# Passage shown
★ ★ ★ ★
Whether or not we like to admit it, big-name directors compel us to the cinema. Attach a name like Martin Scorsese, Woody Allen, or Wes Anderson to, say, a buddy-buddy comedy starring Duane Johnson as a sassy talking recliner, and people will still attend en masse to see if it's their magnum opus. But there's another variety of compelling, must-see directors: musicians, who occasionally bestow upon themselves the enormous artistic gifts to pull off both mediums, enticing moviegoers to see if their films are trainwrecks or merely debacles. Of such directors, Rob Zombie has arguably been the most impressive and enduring, releasing extreme horror films like The Devil's Rejects and his Halloween remakes to relatively negative (but not vociferously negative) reviews. Before Mr. Zombie's show at the Aragon Ballroom on Sunday, The A.V. Club thought it appropriate to look back at some of the films that his musician-turned-director contemporaries have released.
Musician: Bob Dylan
Film: Renaldo And Clara
Premise: Take three film types—an inexplicably masked Bob Dylan in concert, a documentary of boxer Rubin "Hurricane" Carter, and scenes starring Dylan as "Renaldo,” his wife Sara as “Clara” and the husky Ronnie Hawkins as “Bob Dylan”—then mash them all together with a seemingly endless run time.
Like his music: Renaldo And Clara is mostly incomprehensible, one of those "WTF?” avant-garde films that leaves the viewer in a bewildered stupor. One moment Allen Ginsberg is spouting out poetry, the next Dylan is in whiteface paint performing “Romance In Durango.” For whatever reason, one of the few constants is folk singer David Blue telling stories while playing pinball next to a swimming pool.
★ ★ ★ ★
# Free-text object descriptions
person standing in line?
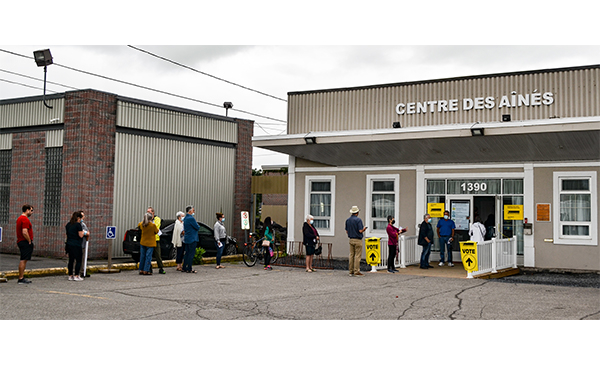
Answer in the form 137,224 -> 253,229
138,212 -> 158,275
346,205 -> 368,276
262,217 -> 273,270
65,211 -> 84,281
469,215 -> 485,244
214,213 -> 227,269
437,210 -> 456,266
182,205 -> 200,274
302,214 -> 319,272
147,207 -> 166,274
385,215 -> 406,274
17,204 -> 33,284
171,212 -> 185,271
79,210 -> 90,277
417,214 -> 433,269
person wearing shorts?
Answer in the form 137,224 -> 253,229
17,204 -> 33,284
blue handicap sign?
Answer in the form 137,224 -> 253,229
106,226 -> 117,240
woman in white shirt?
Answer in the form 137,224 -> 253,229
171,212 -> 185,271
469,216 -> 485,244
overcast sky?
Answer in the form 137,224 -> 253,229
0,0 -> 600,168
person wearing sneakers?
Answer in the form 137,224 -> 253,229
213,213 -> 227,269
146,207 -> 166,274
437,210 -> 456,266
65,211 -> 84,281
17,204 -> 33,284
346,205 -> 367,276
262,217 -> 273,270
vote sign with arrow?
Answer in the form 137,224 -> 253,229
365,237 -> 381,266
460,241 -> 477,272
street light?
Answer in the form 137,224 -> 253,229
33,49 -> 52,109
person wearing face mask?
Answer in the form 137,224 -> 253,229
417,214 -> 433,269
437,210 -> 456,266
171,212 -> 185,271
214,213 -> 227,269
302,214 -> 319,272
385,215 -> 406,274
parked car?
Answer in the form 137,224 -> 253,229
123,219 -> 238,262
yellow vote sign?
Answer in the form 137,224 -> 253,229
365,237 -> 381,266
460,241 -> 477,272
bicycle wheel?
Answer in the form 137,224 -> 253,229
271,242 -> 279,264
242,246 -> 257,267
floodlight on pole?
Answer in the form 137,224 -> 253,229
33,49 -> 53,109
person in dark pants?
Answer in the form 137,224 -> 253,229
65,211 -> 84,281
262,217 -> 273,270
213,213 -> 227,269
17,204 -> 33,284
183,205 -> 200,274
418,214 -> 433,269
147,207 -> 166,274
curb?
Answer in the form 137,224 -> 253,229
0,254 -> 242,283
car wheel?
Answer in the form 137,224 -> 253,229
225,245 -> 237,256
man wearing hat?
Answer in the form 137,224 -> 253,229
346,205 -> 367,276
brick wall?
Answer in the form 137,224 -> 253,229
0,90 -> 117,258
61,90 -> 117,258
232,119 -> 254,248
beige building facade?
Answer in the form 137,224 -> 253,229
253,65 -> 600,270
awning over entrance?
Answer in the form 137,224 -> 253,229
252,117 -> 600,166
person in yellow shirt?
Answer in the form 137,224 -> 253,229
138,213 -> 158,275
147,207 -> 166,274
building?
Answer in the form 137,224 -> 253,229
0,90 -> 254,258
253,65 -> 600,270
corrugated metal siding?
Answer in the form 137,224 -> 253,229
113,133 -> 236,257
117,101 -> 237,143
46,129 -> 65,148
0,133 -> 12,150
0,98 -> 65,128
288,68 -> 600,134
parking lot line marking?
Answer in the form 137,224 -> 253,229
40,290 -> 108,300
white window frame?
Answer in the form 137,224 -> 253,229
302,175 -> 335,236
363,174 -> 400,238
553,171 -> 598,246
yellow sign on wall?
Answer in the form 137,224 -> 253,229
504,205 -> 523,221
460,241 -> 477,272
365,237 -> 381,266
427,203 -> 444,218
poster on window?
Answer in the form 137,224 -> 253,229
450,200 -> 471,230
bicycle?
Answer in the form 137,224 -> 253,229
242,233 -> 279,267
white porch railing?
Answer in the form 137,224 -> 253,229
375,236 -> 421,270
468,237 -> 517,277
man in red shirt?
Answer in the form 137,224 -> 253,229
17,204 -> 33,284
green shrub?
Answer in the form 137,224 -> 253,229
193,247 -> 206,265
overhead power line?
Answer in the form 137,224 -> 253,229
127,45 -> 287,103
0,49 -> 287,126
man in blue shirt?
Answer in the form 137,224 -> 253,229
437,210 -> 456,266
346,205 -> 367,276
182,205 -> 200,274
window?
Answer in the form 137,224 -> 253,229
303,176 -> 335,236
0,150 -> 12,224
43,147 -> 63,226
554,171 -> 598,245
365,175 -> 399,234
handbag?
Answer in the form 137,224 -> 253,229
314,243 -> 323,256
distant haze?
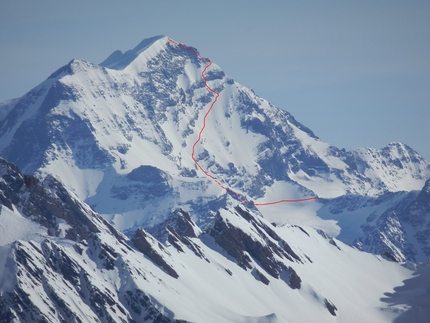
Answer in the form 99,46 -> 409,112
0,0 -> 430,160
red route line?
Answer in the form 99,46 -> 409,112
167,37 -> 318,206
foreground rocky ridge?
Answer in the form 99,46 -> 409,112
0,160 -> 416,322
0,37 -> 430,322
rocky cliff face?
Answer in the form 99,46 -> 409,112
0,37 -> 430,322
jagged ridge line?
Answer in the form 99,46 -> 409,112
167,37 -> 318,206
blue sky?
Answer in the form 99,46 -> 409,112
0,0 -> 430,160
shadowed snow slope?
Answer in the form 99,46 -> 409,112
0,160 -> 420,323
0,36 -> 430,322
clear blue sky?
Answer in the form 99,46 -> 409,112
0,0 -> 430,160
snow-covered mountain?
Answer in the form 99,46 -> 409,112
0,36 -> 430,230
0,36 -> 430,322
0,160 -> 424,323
★ ★ ★ ★
# Using the information
[1] Duplicate part of the article on musicians turned film directors word for word. Begin at the words "Musician: Bob Dylan" and stop after "endless run time.".
[2] Finish out the next part of the article on musicians turned film directors, picking up right after its last sentence.

# Task answers
[1]
Musician: Bob Dylan
Film: Renaldo And Clara
Premise: Take three film types—an inexplicably masked Bob Dylan in concert, a documentary of boxer Rubin "Hurricane" Carter, and scenes starring Dylan as "Renaldo,” his wife Sara as “Clara” and the husky Ronnie Hawkins as “Bob Dylan”—then mash them all together with a seemingly endless run time.

[2]
Any good? With a running time of nearly five hours, Renaldo And Clara is the Lord Of The Rings of surrealist documentary/concert films (with Ginsberg clearly filling the Gandalf role). Ideally, Dylan would’ve cut two hours and stuck to concert footage, where his scathing vocals are borderline coherent.
Musician: Madonna
Film: Filth And Wisdom
Premise: A.K. the Ukrainian immigrant (Eugene Hutz from circus-rockers Gogol Bordello) fronts a rock band, moonlights as a dominatrix, tells philosophical non-sequiturs to the camera, and does his best “mustachioed Daniel Day Lewis” impression.
Like her music: Filth And Wisdom intends to shake your moral core. With Hutz’s lighthearted dominatrix scenes, Madonna plays the controversy card that pushed the “Like A Prayer” video into pop-music lore. (A black Jesus figure? Has she no decency?)
Any good? Madonna’s direction shows a little promise, but she can’t save an undercooked script that barely attempts to develop its characters. At the very least, Hutz wearing a soldier’s uniform and beating up a nearly naked old man is a sweet, charming moment.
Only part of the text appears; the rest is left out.